■ DIRECTIONS ■
Take the listing below and print exactly the lines starting at the line containing "the white field" and ending at the line containing "the red sock", both ends included, and no others.

■ RECORD EXTRACTS ■
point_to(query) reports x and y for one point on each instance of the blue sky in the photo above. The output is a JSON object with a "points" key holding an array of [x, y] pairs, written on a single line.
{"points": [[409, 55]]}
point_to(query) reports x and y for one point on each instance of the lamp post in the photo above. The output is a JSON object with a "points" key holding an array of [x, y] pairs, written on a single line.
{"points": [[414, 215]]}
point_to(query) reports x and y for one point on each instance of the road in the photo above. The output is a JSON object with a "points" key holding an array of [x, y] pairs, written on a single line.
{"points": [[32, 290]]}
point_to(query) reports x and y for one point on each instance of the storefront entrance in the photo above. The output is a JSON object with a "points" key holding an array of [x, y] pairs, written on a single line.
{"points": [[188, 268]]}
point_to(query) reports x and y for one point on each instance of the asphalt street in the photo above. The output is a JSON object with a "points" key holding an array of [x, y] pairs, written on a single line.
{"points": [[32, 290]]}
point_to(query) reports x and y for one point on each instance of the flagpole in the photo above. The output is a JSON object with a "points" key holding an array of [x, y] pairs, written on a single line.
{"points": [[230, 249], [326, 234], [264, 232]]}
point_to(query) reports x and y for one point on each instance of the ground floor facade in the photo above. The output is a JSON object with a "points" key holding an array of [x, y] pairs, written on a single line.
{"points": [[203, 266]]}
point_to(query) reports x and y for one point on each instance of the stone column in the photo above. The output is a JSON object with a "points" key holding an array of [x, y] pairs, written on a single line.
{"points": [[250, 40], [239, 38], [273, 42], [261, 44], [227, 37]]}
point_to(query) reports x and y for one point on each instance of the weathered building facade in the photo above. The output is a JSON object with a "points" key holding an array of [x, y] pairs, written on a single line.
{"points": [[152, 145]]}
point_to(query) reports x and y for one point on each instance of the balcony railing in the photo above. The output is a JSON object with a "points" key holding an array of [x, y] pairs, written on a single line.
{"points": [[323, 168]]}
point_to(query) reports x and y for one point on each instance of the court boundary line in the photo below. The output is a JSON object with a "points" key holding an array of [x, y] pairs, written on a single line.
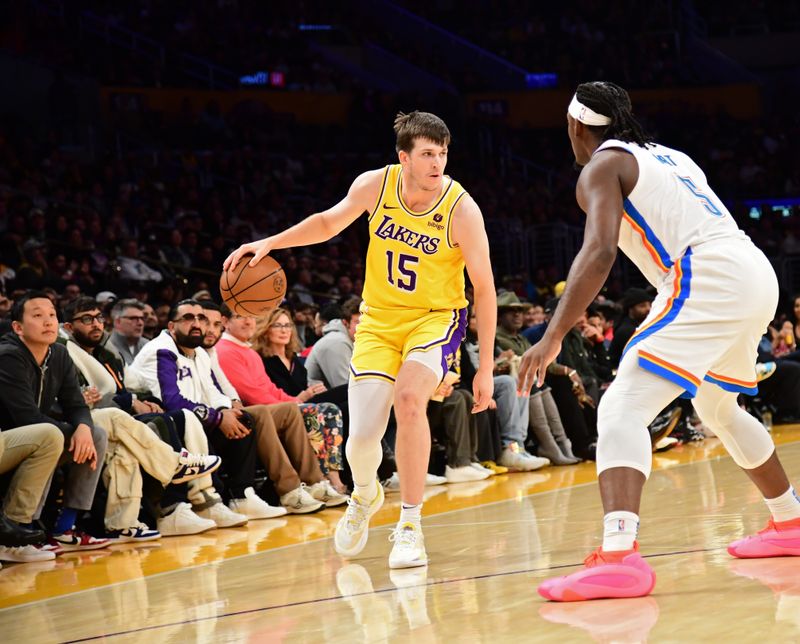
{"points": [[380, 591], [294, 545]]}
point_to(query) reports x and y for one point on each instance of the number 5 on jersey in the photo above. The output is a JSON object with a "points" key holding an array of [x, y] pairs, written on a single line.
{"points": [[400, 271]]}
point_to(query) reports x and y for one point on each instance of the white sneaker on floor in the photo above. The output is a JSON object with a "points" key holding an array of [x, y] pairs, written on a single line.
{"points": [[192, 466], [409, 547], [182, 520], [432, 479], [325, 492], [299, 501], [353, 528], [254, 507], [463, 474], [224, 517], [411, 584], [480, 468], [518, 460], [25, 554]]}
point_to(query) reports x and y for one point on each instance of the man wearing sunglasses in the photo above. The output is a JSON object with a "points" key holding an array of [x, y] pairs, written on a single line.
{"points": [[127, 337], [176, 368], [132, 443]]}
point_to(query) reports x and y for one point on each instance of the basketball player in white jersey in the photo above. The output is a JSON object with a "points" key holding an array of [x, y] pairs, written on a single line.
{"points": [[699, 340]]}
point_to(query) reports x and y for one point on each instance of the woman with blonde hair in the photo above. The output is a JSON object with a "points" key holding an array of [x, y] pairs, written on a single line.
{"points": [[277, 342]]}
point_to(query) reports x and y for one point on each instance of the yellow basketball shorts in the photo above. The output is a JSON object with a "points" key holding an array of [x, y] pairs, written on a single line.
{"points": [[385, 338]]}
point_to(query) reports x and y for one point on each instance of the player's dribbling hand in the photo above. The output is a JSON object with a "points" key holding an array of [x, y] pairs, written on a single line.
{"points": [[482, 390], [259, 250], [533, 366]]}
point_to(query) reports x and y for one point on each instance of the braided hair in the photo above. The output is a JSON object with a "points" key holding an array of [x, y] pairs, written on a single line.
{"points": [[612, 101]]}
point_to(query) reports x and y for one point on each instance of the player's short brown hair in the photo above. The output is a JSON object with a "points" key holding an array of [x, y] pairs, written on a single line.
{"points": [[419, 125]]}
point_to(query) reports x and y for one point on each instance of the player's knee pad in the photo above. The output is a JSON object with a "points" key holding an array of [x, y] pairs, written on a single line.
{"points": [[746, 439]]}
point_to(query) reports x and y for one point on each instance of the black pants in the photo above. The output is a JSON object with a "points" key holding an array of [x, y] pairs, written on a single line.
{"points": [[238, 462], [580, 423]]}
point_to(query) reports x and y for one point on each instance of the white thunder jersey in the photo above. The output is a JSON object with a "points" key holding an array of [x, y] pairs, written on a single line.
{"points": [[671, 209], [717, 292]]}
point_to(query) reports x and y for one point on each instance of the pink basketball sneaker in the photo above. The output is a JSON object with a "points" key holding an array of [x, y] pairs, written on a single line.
...
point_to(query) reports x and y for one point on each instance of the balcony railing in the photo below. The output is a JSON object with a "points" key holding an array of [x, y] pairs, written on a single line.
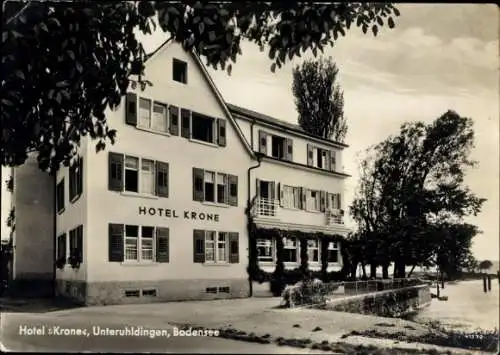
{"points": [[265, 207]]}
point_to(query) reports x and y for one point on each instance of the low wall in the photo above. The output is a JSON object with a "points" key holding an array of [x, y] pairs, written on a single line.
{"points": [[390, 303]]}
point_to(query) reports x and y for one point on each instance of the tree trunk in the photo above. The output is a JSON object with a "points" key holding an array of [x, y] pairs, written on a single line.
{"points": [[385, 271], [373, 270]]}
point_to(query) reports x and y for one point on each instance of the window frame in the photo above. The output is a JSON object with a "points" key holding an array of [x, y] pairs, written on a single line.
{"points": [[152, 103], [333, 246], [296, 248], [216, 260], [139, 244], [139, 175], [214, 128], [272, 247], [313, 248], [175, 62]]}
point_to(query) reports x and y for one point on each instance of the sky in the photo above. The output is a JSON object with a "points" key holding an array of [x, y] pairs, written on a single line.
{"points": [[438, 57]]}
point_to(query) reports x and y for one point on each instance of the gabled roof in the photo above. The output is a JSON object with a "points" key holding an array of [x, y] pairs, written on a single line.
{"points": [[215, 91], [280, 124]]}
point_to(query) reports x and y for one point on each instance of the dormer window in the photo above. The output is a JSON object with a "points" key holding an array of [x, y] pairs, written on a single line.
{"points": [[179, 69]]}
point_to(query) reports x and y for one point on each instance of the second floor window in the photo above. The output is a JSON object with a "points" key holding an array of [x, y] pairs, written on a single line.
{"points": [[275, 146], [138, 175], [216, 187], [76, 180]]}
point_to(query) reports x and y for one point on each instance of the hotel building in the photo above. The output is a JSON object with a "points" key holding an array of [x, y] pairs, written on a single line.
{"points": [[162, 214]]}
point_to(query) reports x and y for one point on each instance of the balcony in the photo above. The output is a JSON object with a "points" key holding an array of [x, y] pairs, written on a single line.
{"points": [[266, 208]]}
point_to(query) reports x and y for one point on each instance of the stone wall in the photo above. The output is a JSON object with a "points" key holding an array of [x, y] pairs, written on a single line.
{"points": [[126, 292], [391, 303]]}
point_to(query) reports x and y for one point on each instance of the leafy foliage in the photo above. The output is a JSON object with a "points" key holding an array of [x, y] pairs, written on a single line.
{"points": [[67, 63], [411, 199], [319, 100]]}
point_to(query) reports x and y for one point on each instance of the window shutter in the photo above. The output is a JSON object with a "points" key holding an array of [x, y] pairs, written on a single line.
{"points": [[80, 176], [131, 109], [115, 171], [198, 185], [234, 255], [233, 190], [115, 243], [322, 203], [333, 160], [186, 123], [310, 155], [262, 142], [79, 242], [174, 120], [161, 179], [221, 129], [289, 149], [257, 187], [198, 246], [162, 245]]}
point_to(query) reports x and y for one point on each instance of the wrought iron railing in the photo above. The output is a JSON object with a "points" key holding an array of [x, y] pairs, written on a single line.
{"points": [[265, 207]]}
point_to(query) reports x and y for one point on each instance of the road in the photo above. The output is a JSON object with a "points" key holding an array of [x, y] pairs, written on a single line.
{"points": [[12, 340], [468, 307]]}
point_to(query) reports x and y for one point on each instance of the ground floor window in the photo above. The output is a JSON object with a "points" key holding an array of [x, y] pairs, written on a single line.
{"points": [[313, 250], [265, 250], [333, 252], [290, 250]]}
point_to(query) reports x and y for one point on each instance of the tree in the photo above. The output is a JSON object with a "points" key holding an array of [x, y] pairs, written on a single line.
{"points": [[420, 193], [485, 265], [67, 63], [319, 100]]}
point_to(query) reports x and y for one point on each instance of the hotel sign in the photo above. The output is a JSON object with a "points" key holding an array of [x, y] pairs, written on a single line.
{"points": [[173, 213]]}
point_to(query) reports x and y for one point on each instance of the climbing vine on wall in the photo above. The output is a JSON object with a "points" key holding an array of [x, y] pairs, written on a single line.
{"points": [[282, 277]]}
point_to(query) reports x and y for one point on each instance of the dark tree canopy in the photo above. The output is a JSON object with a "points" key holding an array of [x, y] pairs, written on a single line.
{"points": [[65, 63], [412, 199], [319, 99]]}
...
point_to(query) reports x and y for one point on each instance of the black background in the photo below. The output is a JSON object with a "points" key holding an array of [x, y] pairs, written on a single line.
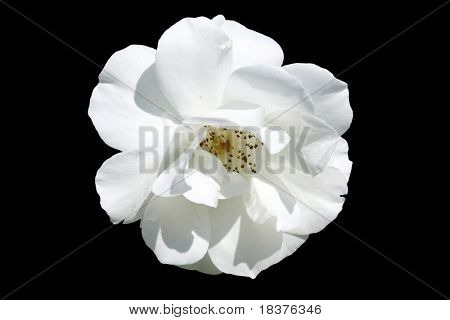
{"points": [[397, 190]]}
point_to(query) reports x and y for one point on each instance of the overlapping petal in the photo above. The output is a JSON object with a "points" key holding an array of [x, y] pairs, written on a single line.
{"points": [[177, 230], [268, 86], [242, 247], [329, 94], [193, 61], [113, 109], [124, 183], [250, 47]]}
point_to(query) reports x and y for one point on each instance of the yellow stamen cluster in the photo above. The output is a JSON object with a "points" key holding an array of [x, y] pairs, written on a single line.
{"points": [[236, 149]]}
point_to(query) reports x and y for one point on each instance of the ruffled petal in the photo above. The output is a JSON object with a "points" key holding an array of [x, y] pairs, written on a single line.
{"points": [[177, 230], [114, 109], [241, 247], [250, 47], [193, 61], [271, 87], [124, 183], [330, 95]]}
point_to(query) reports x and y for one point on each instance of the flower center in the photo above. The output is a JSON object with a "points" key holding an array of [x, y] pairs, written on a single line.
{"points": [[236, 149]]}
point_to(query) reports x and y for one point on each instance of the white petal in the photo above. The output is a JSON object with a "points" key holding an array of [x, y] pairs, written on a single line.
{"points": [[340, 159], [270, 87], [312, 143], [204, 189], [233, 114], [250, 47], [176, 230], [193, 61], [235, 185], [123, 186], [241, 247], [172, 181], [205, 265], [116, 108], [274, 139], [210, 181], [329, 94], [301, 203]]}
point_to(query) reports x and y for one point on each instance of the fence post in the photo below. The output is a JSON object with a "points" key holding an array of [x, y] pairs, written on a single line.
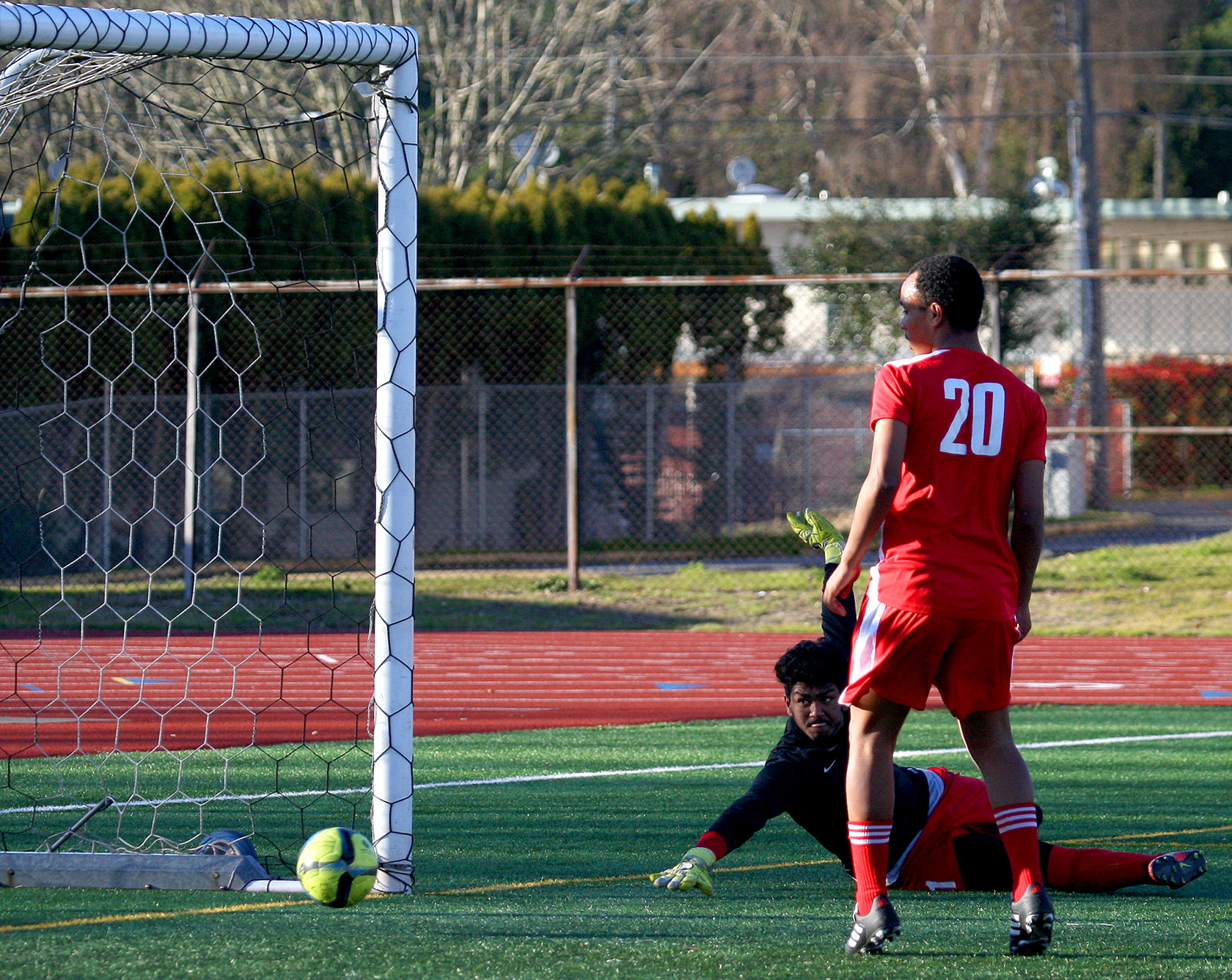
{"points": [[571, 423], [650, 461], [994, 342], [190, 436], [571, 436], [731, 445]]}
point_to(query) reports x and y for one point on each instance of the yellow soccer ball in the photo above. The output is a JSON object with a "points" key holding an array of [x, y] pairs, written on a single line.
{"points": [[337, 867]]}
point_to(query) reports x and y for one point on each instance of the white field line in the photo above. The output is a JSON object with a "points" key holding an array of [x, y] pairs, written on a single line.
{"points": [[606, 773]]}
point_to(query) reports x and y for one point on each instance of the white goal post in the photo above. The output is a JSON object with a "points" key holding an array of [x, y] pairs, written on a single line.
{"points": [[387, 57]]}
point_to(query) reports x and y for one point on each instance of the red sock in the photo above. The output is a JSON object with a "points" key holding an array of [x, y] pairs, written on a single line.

■ ANSWER BELOW ■
point_to(query) reports x and y for one point on each instance of the white field line in the photo above. The output is a JSON object with a "points" key holding an array of [x, y] pairs, written on a single line.
{"points": [[606, 773]]}
point_to(query) reports x and y for one point on each instance of the white goal post in the photo above. The output is a JSON object with a "points" key holding an array of [x, y] pairs, written on a single line.
{"points": [[387, 57]]}
point_to(query) reports x and y for one point on each instance of the red sock in the photo above. The output is a JSON object with a "points" key holding an array of [x, y] pairs, written on a single line.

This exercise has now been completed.